■ **TASK GOAL**
Your reply should hold only the lines from the records below where "edge" occurs.

■ **Entries taken from a collection**
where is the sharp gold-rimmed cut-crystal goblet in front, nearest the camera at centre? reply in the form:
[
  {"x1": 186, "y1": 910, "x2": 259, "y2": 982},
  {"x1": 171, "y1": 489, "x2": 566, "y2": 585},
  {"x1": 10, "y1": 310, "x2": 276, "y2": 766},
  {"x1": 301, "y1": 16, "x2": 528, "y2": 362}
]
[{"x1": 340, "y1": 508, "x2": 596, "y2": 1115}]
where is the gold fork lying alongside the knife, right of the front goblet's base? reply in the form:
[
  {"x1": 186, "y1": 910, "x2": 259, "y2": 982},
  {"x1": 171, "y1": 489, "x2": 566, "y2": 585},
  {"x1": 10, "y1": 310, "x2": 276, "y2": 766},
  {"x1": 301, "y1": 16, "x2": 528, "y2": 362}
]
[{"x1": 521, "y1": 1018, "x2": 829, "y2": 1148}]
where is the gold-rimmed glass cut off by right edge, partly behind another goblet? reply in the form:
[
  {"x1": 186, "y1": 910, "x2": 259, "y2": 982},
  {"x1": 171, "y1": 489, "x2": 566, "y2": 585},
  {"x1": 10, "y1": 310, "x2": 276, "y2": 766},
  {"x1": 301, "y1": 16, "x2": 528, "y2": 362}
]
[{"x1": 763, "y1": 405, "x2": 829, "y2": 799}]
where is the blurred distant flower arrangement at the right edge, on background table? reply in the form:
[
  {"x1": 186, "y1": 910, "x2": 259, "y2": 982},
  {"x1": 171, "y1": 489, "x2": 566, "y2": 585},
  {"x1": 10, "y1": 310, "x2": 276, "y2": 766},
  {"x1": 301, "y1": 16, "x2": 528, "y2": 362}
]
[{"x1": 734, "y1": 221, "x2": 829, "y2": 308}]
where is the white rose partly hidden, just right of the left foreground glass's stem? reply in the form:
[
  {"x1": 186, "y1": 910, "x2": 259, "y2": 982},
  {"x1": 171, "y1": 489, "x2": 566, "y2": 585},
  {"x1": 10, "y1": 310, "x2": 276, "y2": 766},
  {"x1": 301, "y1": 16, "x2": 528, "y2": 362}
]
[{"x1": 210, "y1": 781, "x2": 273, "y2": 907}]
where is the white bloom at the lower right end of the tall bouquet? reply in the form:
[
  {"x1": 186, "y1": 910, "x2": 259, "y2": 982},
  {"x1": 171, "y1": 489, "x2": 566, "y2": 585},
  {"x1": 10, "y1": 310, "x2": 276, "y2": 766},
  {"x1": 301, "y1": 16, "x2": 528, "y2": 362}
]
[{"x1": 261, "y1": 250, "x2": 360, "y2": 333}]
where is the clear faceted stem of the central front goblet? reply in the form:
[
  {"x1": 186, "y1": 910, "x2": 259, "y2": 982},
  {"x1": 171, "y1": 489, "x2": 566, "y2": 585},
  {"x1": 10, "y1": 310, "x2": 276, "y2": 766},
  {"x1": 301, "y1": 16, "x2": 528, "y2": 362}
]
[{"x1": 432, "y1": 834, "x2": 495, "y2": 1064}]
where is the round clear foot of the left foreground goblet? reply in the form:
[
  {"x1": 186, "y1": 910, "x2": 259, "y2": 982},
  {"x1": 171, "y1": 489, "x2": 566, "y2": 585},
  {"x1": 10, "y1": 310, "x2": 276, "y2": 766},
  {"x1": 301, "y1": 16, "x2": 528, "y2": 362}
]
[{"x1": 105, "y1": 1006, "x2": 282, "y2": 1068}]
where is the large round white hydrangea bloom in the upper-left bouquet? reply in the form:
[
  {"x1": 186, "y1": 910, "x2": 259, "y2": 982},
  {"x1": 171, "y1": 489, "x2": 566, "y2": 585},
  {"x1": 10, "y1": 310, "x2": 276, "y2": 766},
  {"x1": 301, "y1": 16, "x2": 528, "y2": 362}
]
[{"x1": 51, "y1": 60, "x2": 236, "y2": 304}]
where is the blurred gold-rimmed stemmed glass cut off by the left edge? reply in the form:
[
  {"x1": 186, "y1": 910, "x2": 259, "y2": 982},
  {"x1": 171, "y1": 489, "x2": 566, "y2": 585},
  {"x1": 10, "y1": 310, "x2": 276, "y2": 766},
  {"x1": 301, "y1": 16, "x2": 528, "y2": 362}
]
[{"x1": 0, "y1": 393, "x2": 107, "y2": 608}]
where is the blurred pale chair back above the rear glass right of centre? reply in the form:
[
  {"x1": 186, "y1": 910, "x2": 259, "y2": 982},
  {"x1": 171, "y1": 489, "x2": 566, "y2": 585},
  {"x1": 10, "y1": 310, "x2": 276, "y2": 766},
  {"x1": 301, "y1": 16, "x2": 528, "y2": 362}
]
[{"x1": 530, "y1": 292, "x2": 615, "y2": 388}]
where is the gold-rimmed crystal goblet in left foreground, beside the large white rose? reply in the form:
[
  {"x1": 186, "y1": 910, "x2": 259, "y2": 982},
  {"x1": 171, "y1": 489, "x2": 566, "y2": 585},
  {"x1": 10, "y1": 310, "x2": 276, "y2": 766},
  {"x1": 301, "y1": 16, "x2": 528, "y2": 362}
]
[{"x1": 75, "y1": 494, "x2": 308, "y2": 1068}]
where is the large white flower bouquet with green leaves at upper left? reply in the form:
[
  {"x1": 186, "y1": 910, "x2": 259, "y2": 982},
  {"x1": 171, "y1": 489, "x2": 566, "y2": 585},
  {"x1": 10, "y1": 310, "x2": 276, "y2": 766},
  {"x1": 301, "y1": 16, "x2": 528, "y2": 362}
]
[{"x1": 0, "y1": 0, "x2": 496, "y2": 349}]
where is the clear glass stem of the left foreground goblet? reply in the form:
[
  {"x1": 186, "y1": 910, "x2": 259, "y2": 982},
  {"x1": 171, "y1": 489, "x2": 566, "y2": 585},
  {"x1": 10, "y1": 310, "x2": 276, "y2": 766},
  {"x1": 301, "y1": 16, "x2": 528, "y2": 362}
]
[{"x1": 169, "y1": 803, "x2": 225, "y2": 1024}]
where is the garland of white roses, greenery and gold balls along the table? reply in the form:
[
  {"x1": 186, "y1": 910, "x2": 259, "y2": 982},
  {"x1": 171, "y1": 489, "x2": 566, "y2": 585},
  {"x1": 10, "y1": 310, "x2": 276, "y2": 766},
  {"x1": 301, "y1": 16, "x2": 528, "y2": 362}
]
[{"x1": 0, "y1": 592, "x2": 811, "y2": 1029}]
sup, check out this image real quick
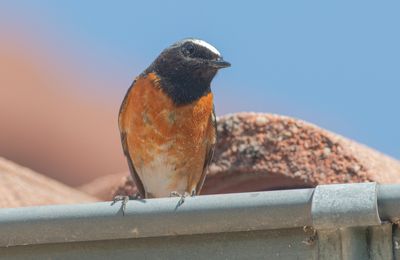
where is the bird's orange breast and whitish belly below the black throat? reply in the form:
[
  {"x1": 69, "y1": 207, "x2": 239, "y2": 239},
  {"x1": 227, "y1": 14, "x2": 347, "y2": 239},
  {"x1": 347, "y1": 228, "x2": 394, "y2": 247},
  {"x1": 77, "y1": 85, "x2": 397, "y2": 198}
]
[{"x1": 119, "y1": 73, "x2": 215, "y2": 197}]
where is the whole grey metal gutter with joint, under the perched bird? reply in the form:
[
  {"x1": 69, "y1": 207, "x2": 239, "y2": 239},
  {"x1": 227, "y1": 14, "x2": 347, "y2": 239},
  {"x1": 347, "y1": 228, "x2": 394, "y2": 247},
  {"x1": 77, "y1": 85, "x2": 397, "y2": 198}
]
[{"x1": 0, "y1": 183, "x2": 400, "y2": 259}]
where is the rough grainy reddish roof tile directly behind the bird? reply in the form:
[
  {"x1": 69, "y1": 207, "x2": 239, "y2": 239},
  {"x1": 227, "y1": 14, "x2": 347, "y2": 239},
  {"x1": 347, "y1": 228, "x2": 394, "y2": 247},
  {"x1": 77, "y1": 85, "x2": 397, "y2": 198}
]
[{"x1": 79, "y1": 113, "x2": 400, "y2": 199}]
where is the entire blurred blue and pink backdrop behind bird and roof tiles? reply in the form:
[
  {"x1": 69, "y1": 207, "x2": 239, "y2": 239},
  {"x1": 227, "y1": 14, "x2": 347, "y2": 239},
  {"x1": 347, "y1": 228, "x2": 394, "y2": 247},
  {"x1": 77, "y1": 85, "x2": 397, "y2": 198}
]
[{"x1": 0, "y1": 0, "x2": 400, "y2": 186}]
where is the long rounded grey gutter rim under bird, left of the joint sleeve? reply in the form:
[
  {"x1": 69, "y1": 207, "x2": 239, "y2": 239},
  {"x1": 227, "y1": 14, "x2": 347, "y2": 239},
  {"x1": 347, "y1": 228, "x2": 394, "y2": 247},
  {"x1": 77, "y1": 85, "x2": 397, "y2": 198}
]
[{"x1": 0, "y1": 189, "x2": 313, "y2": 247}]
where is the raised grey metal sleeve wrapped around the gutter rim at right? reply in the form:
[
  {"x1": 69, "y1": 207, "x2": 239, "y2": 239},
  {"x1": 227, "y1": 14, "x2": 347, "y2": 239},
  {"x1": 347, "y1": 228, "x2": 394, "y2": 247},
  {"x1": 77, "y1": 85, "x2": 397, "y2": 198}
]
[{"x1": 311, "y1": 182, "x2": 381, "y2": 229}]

■ **OUTPUT BELOW**
where is the gold-rimmed glass cut off by right edge, partly behind another goblet? reply in the form:
where is the blurred distant flower arrangement at the right edge, on background table? reply in the form:
where is the blurred gold-rimmed stemmed glass cut off by the left edge? reply in the form:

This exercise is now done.